### EXERCISE TASK 1
Restate the passage on Peruvian classrooms, starting with "In my classroom" and going on through "the whole group.", with "proxy" swapped for "stand-in".
### EXERCISE TASK 2
Extend the passage on Peruvian classrooms past its final sentence.

### TEXT PASSAGE
This social matrix is central to the very idea of learning in the Peruvian classroom. Learning is not an individual act, but a group act in this paradigm. This foundation is apparent in pedagogical choices, in addition to classroom management decisions. In every classroom I visited, the majority of class time was spent in ping-pong teaching (a dialogue between teacher and students in which information and challenges are presented like serves and students are expected to respond with a verbal return). Lecture was the primary method of dispensing information and the expectation was that students would participate by filling in the verbal blanks of the teacher. For example, a teacher may say, “The adjective is . . .” and the class would respond, “Blue.” In this type of instruction, teachers rarely got full class participation in the answer, but the expectation seems to be that the group benefits from collectively providing the information.

In my classroom observations, I almost never saw a lesson plan emphasizing individual response or activity. On the rare occasion that a teacher gave instructions which didn’t apply to all the students, he or she was almost always instructing a student who, because of logistical constraints, was acting as proxy for the whole group.

For example, during a lesson on taste, one student was given a candy so that she could identify it as “dulce” and the group could correctly match that label to a list of items. Because the emphasis was not on individual experiential learning, only one student needed to experience the taste for the group to learn.

### SUPPLIED INFORMATION
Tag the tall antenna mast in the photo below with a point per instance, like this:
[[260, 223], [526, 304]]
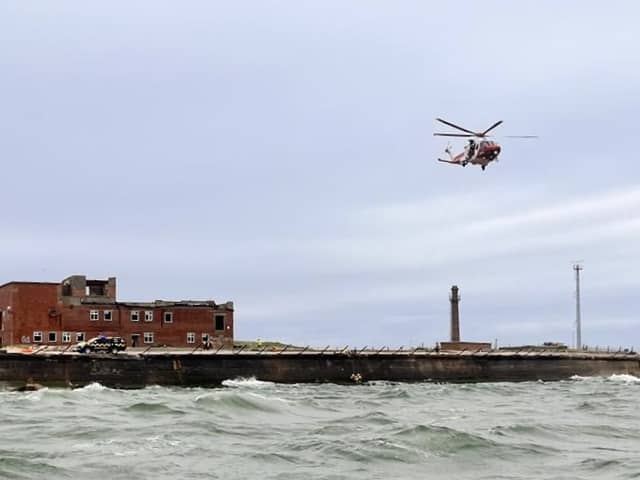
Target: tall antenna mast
[[577, 266]]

### EXERCISE RESULT 1
In my classroom observations, I almost never saw a lesson plan emphasizing individual response or activity. On the rare occasion that a teacher gave instructions which didn’t apply to all the students, he or she was almost always instructing a student who, because of logistical constraints, was acting as stand-in for the whole group.

### EXERCISE RESULT 2
This method of teaching was also obvious in a computer class I observed at a local primary school. Because of resource constraints, the school only had one computer, however there were fifteen students in the class. While the teacher said she considered this inconvenient, she did not consider it a prohibitive impediment. In order to compensate, she simply called on one student to demonstrate skills they were discussing. The consequence was that during the entire class period, only two of the fifteen students even touched the computer. Nonetheless, the whole group was exposed to the concepts.

Group learning was also emphasized in disciplining techniques. Anita said that she has been taught in her classes on teaching that it is important not to single out a student when they are messing around; rather, a teacher should address the problem collectively. And although there were occasions when I saw a teacher individually respond to a behavior, the vast majority of the time they did not. Most often students were warned by the teacher calling out “niños” or “chicos.” Students are taught both information, and proper behavior through group dynamics, not individual experience.

Because students learn best as a group, according to this paradigm, they are dependent on collective individual participation in the group for success. One of the clearest manifestations of this that I observed was in a primary school classroom when students were assigned to copy the diagram on the board. Several students finished faster than the rest and the teacher suggested that they should help their fellow classmates draw the diagram so they could all finish together. The collective product output (30 diagrams about first-aid for burns) was valued over the individual experience of creating their own diagram. Each member of the group was responsible for group success. Another of the behaviors students were asked to evaluate on the “Reflexiono, luego respondo” worksheet was whether or not they collaborated with the group. So important is group learning that the teacher who designed the reflection framed part of it under the heading “Durante el trabajo en grupo,” the assumption being that no class period would pass without group work – community activity is the forum for knowledge acquisition.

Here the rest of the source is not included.